EXCERPTED DATA section start
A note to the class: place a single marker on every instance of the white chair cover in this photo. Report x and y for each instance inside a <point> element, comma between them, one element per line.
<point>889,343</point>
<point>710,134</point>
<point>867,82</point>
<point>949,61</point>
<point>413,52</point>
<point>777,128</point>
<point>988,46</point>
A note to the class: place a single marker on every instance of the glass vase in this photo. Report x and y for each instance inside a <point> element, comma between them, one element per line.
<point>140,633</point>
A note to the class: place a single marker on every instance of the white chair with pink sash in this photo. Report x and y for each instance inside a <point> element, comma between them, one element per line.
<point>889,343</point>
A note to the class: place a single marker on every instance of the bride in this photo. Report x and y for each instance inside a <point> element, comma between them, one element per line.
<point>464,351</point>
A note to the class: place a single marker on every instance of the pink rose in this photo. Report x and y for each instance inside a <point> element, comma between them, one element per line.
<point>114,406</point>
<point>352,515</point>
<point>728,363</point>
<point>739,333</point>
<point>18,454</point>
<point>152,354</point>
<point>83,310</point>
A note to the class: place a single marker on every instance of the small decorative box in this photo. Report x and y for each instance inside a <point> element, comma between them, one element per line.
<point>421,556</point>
EXCERPTED DATA section end
__TASK PROMPT__. The whole listing above needs to be transcribed exactly.

__RESULT OF THIS EXERCISE__.
A note to the class: place a single marker on every instance of the white chair cover in this photo. Report x and y for each instance inside a <point> element, comma between them, one element per line.
<point>889,343</point>
<point>710,134</point>
<point>867,82</point>
<point>949,61</point>
<point>413,52</point>
<point>777,128</point>
<point>988,46</point>
A note to the class: place a single marker on every instance of the glass vase in this photo. Report x and y for each instance inside a <point> element, comma between them, one element per line.
<point>140,633</point>
A note to the class: place a single marker on every instance of the white chair with pink sash in this photo. Report x and y for each instance inside a <point> element, comma between them, one element per line.
<point>889,343</point>
A note to the class: place a single marker on every instance of the bride in this photo. Report x and y for each instance inside a <point> element, comma between them, one element per line.
<point>464,351</point>
A note to the class: place a single marker on every instance of the pink rose in this photo. Report x and y for each instance inside a <point> element, comma between them, one element per line.
<point>114,406</point>
<point>352,515</point>
<point>728,363</point>
<point>739,333</point>
<point>18,454</point>
<point>152,354</point>
<point>83,310</point>
A note to the class: place a single marker on every instance of the small decorative box in this photo. Report x and y for each instance inside a <point> element, comma between them, one element per line.
<point>421,556</point>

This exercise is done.